**EXERCISE DIRECTIONS:** Rewrite the data below, changing "arched" to "rounded" and leaving everything else as it is.

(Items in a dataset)
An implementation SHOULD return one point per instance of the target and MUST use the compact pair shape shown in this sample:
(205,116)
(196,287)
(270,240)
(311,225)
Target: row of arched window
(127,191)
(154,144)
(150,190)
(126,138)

**OUTPUT BELOW:**
An implementation SHOULD return one point per instance of the target and MUST use the compact pair shape shown in this sample:
(205,116)
(196,287)
(270,240)
(311,225)
Target: row of rounded window
(127,191)
(154,144)
(150,190)
(126,138)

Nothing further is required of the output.